§ **Exercise**
Rewrite the rows from the line containing "the window blind" through the end of the rows, replacing "couch cushion" with "sofa cushion" and leaving everything else unchanged.

Dataset excerpt
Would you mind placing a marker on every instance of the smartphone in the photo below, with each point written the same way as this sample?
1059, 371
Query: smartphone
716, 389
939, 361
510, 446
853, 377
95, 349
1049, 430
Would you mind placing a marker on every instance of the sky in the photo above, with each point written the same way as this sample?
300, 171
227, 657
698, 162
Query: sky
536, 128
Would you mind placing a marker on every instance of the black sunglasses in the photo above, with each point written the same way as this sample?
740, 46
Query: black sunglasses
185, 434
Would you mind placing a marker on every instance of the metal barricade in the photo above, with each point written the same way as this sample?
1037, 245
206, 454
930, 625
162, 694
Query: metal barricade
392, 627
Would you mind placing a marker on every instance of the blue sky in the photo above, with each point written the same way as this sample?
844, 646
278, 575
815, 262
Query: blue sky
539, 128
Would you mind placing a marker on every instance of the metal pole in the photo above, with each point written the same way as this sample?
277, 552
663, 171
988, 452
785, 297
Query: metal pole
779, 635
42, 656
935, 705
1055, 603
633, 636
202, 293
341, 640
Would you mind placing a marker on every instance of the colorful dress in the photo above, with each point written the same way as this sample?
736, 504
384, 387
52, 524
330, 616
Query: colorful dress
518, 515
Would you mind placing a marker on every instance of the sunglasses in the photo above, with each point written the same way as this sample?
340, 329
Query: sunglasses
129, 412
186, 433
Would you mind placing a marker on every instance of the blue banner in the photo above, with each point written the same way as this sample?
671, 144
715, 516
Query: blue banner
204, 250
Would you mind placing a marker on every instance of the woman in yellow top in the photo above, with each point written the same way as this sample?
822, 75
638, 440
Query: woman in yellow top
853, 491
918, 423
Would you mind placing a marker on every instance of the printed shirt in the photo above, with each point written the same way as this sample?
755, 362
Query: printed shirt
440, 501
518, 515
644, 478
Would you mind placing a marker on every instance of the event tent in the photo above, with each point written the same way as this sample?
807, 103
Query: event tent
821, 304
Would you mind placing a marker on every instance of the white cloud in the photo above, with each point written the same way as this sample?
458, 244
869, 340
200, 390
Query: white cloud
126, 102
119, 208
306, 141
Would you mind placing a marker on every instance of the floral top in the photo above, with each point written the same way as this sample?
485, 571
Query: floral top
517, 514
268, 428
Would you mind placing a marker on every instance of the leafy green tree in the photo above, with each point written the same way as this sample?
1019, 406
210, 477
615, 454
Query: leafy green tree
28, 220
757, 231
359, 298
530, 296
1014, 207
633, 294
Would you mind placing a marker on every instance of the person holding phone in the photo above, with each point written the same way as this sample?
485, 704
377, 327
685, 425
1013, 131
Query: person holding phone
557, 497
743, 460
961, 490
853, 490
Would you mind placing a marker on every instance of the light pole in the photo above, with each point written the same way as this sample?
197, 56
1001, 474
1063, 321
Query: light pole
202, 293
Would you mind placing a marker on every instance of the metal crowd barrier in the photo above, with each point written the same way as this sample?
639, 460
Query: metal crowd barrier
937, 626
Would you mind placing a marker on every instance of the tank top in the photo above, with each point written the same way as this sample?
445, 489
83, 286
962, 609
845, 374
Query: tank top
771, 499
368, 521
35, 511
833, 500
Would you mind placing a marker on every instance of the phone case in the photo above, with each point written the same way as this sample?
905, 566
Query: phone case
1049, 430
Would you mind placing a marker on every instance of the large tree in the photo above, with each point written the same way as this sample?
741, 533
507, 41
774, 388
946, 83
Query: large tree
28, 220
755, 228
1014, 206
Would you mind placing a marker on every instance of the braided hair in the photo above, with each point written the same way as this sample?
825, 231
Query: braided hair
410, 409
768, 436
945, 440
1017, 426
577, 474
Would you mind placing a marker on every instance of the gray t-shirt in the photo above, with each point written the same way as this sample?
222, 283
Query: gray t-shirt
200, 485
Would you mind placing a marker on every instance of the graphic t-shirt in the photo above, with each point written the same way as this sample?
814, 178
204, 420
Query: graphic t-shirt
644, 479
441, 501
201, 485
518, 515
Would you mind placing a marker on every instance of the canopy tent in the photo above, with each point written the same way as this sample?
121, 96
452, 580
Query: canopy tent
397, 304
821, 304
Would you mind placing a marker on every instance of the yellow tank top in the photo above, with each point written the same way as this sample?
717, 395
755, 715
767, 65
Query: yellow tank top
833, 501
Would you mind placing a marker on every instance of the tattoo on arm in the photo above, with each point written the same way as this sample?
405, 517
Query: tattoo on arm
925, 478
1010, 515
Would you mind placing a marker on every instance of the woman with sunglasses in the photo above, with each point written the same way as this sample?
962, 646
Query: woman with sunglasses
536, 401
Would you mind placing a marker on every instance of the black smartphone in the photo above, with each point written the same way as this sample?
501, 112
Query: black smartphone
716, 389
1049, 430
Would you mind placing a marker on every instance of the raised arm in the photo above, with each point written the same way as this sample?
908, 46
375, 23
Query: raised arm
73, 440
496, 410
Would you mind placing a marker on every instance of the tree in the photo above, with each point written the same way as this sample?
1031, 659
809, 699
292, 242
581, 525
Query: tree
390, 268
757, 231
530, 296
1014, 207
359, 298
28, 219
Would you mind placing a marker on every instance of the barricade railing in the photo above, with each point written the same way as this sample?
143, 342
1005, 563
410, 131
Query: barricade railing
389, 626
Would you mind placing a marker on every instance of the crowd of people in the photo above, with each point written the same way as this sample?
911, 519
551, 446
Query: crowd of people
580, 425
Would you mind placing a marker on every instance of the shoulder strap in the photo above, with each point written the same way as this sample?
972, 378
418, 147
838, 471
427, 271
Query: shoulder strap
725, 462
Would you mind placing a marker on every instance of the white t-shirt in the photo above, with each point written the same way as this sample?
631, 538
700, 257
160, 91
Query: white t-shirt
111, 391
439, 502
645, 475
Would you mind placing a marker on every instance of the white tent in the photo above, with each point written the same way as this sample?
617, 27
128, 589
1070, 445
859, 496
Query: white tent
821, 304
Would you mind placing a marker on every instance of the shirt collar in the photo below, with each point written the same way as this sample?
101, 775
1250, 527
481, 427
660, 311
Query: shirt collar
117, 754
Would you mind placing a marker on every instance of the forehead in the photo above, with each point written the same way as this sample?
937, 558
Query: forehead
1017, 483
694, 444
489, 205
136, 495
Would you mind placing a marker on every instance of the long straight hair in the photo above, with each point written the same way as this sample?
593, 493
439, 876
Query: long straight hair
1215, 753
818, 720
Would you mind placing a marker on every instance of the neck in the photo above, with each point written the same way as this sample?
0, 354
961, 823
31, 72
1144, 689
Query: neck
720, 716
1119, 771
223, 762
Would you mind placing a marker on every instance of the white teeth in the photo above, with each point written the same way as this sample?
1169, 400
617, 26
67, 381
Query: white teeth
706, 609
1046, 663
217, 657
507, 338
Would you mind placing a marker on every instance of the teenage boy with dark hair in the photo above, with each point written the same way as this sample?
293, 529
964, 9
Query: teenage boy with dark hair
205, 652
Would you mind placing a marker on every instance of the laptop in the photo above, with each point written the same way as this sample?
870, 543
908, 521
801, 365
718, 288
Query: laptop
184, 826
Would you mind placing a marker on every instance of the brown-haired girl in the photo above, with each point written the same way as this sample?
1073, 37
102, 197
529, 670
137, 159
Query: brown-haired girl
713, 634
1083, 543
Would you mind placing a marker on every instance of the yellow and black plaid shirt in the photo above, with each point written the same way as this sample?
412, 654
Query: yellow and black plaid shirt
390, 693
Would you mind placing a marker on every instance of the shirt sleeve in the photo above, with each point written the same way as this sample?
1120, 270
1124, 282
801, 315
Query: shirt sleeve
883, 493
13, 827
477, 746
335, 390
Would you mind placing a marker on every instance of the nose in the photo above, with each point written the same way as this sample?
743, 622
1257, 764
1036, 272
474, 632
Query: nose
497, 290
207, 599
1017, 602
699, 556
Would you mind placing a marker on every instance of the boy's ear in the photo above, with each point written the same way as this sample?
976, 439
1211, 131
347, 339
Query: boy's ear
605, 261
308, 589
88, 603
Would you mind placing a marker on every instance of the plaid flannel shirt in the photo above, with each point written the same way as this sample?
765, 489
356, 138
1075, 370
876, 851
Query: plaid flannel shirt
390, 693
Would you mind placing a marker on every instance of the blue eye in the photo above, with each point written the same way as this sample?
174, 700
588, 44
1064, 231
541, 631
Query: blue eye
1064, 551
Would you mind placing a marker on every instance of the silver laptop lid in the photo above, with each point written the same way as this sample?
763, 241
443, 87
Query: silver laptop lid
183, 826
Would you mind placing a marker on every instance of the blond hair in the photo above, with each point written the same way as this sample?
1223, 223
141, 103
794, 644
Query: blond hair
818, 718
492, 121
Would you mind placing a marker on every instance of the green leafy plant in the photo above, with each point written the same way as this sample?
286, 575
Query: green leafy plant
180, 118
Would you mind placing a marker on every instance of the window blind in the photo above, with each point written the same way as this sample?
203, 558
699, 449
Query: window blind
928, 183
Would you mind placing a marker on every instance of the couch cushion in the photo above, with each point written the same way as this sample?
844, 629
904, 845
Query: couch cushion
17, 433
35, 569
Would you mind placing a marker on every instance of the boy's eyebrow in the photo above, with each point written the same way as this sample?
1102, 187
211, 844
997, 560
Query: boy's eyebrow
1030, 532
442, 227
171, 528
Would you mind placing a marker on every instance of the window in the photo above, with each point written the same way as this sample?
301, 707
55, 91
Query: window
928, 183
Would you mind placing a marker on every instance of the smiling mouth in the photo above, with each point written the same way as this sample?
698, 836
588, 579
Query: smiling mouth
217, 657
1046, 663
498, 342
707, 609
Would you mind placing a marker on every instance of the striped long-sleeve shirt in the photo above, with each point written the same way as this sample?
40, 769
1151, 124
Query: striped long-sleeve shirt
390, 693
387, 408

§ **Exercise answer**
Would you mind placing a marker on every instance of the window blind in the photo above, with each point written the same way as this sample?
203, 558
699, 449
Query: window blind
928, 183
Would you mind placing a marker on every instance of the sofa cushion in the photo above, with each point written the same way as this sample?
844, 629
904, 845
Query: sofa cushion
17, 433
35, 569
Would you mind placing a marker on every instance of the boy's eyebrow in the photo above, with each point written the same way as this sample?
1102, 187
211, 844
997, 560
Query: boy's eyebrow
1030, 532
442, 227
171, 528
Would you mind placing a marker on every instance of the window in the photo above, with each point written the same way as this sample?
301, 707
55, 91
Query: window
928, 183
Would you mind placing a marker on every instance of the smiling mouth in the photo above, with each point written the same way as this sample?
698, 836
588, 579
Query: smiling mouth
217, 657
1046, 663
498, 342
707, 609
Would you mind placing a marker on every instance of the striped long-sleeve shirt in the photo above, with each point written the same way as this sample?
40, 769
1151, 124
Query: striped long-sleeve shirt
390, 693
387, 408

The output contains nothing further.